Starting at the line containing "Each instance receives one keypoint. Mark the blurred" and ending at the end of the records, write out those lines again with "report the position" replaced by "state the location" throughout, leaving everything else unchanged.

***

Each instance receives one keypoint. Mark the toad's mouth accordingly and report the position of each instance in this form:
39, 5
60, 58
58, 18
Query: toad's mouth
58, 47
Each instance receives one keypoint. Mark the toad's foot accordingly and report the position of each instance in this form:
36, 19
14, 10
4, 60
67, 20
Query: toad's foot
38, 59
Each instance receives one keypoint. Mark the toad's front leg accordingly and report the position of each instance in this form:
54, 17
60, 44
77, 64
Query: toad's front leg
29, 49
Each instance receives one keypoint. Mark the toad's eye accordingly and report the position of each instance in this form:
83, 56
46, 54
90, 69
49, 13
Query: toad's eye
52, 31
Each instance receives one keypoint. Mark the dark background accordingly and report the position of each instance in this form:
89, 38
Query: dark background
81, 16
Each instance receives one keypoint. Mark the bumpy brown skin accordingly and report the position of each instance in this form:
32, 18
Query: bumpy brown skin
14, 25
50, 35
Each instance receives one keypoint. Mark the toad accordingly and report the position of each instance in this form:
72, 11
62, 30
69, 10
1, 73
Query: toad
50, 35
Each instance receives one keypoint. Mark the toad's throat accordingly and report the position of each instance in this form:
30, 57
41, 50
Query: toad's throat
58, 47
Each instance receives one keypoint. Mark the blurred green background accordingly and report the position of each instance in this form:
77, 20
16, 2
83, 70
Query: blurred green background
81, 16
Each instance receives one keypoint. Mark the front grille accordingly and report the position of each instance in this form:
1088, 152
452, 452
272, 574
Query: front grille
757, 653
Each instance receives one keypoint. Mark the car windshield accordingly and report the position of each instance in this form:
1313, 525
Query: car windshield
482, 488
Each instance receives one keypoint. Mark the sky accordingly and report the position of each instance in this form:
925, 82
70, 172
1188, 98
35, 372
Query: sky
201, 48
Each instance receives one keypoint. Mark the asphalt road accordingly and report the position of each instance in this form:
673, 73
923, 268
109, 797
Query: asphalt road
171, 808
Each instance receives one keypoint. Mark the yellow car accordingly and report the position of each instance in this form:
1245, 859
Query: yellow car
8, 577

***

TASK OUTPUT:
Each instance receives one keypoint. Mark the blurred green background accordingly and state the location of each instance in this form:
77, 20
16, 2
83, 70
Query: blurred green background
81, 16
Each instance receives one keypoint. Mark the front grille accordingly and state the location of each instance in this form:
1088, 152
452, 452
272, 574
Query: front grille
757, 653
Each instance receives one keypoint. Mark the car windshield accordingly and state the location of each instance in this form:
1313, 525
Query: car windshield
482, 488
Each instance receives one keypoint. Mark the sky accordingly and state the location of each instance in this form:
925, 82
70, 172
1188, 98
35, 372
Query: sky
201, 48
Each instance receives one keypoint. Mark the asphalt road accordingly and state the location of each instance in this form:
673, 73
923, 268
109, 797
Query: asphalt road
171, 808
Each instance receives one keypoint. Mark the yellow car accordingly and state the location of each instance in this form:
1245, 859
Query: yellow car
8, 577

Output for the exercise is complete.